MATERIAL PROVIDED >>
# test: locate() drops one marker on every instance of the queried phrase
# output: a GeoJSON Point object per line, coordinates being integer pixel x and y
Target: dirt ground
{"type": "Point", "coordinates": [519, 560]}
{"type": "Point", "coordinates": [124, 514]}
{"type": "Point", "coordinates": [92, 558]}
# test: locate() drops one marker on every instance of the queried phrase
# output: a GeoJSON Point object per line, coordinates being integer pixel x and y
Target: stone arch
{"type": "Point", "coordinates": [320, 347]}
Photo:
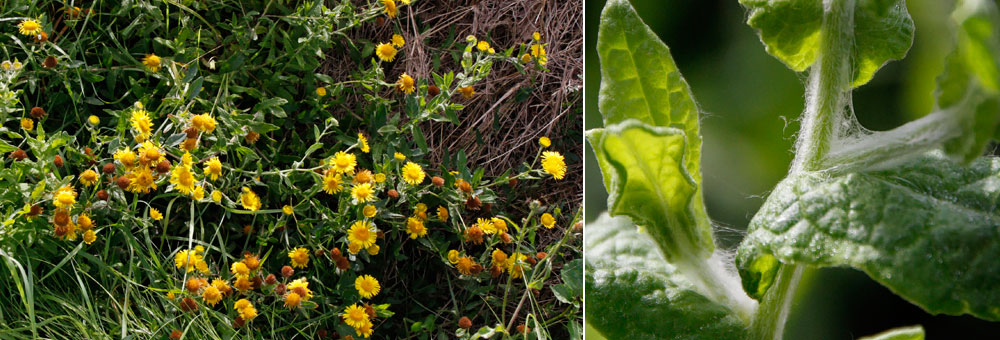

TASK GOAL >>
Transcribe every entry above word for word, leaving out the pictures.

ANSWER FOR THIS EXERCISE >>
# test: locate() drops one marker on every instance of the queried phrase
# output: a GeoJSON Point object per line, coordinates being integer pixel x and y
Target: dirt ground
{"type": "Point", "coordinates": [519, 560]}
{"type": "Point", "coordinates": [124, 514]}
{"type": "Point", "coordinates": [92, 558]}
# test: locate() drops one marker on every instance of the queried phrase
# output: a GeoJSON Point object per line, coordinates being integer pixel x and y
Target: stone arch
{"type": "Point", "coordinates": [320, 347]}
Photo:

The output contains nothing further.